Archbishop Ieronymos II of Athens said the court ruling is ‘scandalous’ and a ‘violent infringement of human and religious rights’ by the Egyptian judicial authorities. He has warned that the monastery’s property would now be ‘seized and confiscated’ despite ‘recent pledges to the contrary’ by Sisi to Mitsotakis. He added: ‘The property of the monastery is being seized and confiscated, and this spiritual lighthouse of Orthodoxy and Hellenism is now facing a question of real survival.’

A copy of the earliest icon from Mount Sinai in the chapel of the Church of Ireland Theological Institute in Dublin (Photograph: Patrick Comerford)

Despite the rapid growth of tourism in Egypt and the development of resorts such as Sharm el-Sheikh, the Sinai Peninsula has long been a remote region. It takes six or seven hours to travel from Cairo to Saint Catherine’s at the foot of Mount Sinai, and for generations the Sinai Desert remained the wilderness it must have been when the Children of Israel trekked through here for 40 years after they fled from slavery in Egypt and crossed the Red Sea.

→ Stored items
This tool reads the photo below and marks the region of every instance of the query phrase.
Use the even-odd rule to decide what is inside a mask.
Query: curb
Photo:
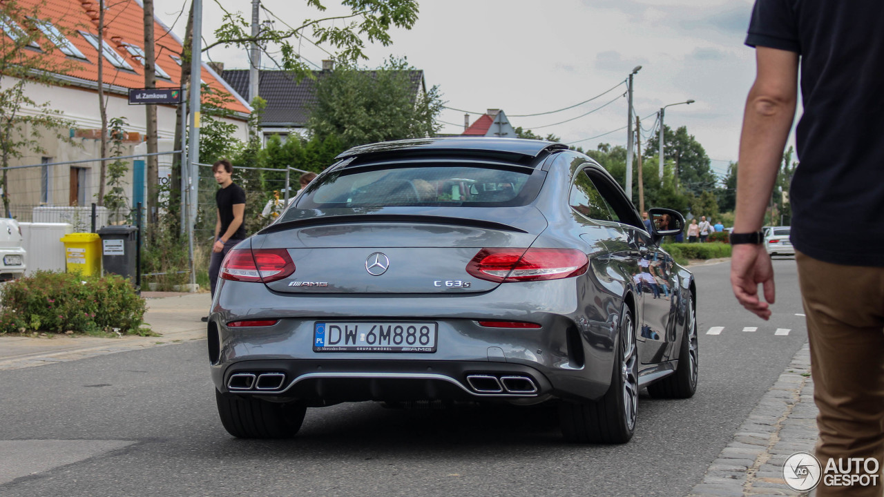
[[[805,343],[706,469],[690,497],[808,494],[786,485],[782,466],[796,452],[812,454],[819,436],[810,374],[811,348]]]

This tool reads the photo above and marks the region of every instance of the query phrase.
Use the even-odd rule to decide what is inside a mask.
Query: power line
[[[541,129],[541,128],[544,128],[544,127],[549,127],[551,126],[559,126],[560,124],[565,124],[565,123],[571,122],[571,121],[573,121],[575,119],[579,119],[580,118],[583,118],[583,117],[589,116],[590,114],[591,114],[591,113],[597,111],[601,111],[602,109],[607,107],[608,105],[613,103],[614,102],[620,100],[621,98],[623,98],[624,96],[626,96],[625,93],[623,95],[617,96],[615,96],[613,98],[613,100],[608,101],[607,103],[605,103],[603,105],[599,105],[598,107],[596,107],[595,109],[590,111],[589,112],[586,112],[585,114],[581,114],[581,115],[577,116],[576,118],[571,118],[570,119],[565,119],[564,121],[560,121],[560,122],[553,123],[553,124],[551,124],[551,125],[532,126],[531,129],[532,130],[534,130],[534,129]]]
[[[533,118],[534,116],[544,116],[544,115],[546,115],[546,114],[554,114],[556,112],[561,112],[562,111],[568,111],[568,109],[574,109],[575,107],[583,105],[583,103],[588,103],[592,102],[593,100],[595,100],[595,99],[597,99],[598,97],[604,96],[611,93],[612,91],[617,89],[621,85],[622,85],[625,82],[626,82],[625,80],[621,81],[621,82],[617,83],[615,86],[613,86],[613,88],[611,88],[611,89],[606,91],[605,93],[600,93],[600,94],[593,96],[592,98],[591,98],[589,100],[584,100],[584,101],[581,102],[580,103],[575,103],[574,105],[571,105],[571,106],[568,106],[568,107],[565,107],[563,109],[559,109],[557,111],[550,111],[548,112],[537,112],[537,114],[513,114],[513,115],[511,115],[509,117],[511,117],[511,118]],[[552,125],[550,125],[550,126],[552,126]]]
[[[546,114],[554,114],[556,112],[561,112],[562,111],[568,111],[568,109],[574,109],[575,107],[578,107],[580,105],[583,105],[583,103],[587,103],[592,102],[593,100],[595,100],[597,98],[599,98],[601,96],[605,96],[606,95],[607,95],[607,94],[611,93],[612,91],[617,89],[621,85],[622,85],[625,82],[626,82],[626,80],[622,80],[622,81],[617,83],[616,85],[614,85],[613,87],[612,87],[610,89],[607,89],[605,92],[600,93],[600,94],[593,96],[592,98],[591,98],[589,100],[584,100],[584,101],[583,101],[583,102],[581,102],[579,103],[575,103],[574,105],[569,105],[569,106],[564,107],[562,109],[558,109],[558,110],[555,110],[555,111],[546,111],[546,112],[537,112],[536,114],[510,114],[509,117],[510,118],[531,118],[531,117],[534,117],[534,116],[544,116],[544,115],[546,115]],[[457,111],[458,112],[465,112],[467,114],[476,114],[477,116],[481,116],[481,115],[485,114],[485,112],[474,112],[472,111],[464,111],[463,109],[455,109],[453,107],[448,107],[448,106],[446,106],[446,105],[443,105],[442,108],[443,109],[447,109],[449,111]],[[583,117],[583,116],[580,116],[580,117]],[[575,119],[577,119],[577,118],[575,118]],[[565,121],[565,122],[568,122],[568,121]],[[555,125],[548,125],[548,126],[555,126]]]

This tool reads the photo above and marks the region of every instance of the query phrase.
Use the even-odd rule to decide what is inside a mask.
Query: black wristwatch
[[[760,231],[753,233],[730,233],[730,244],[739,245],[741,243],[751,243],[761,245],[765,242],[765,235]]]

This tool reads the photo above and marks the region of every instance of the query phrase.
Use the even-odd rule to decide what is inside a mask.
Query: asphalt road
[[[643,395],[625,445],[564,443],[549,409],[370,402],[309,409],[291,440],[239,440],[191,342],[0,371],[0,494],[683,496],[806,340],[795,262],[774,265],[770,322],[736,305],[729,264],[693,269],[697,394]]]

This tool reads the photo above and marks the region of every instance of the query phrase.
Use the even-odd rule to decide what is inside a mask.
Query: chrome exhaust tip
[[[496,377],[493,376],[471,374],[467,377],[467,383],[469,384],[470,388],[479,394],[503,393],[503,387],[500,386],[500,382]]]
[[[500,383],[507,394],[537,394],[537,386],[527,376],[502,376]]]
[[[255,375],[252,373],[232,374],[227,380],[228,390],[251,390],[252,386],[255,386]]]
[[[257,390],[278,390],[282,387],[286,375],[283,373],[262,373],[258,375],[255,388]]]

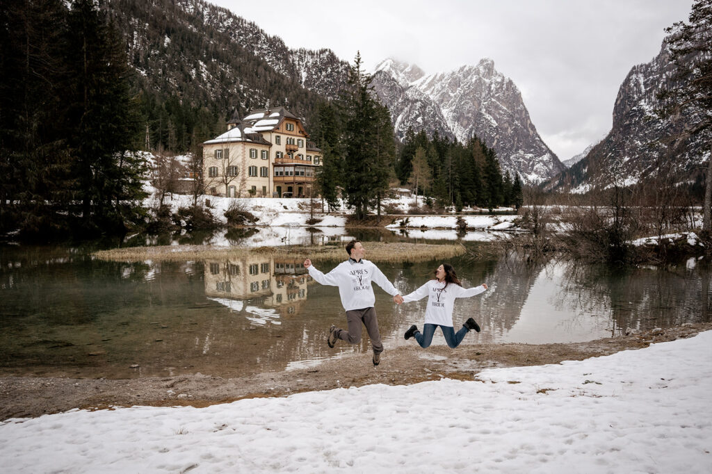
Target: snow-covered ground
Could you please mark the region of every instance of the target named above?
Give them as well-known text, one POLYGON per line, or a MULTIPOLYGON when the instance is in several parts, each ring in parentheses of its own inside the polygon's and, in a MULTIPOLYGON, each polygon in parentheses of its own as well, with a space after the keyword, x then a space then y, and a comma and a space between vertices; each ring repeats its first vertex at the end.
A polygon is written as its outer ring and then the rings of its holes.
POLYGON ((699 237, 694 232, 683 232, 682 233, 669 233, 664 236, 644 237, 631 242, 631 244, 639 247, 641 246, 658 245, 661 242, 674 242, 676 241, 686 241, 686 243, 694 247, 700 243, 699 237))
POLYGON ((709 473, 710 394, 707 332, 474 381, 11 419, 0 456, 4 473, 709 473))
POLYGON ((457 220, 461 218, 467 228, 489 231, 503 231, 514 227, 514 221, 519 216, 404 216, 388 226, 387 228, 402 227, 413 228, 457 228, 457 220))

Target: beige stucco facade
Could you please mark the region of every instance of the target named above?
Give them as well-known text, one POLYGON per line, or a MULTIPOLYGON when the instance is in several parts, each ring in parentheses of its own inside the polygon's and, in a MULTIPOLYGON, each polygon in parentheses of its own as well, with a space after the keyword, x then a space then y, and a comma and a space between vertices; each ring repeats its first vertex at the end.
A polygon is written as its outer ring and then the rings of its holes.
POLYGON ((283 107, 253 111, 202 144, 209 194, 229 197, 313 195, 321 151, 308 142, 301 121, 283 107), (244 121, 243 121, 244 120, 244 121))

→ Task set
A: Answer these questions from the passage about Mount Sinai:
(i) Who called the court ruling "scandalous"?
(ii) Where is the copy of the earliest icon from Mount Sinai kept?
(iii) How long does the journey from Cairo to Saint Catherine's take?
B: Carry the passage about Mount Sinai forward, starting after its final sentence.

→ Set of answers
A:
(i) Archbishop Ieronymos II of Athens.
(ii) In the chapel of the Church of Ireland Theological Institute in Dublin.
(iii) Six or seven hours.

B:
Saint Catherine’s Monastery, dating to the fourth century, is the principal tourist attraction in the desert. As a spiritual centre, Saint Catherine’s is a pivotal place in the development of Orthodox spirituality:

• the first Christian icons may have been produced in the fourth century, and the earliest surviving icons, found in Saint Catherine’s Monastery on Mount Sinai, date from the sixth or seventh century;

• Saint John Klimakos, a monk of Mount Sinai who died in the year 606 CE, has been strongly influential on theology, spirituality and iconography through The Ladder of Divine Ascent, a spiritual classic in which he recommends the use of the Jesus Prayer.

• the tradition of iconography from Mount Sinai and Crete strongly influenced Western art after Michael Damaskinos and his pupil El Greco moved from Crete to Italy in the 16th century.

‘We have three types of tourists visiting us,’ the monastery’s abbot, Archbishop Damianos once told the Greek journal Odyssey. ‘There are the devout, there are art lovers who came to see our treasures, and then there are the worst kind – those who come because they consider a daytrip to Saint Catherine’s to be the cultural part of their beach holiday.’

For many visitors, the monastery is the starting point for a daunting three-hour climb to the 600-metre summit of Mount Sinai. The daily trek, led by Bedouin camel drivers, sets off before 3 a.m. so climbers on the rough, steep path are saved from the burning sun. Later in the day – until this week’s closure – the monastery has been open to tourists for only 2½ hours, from 9:30 to noon, and it has remained closed on Fridays, Sundays and all Greek Orthodox holidays.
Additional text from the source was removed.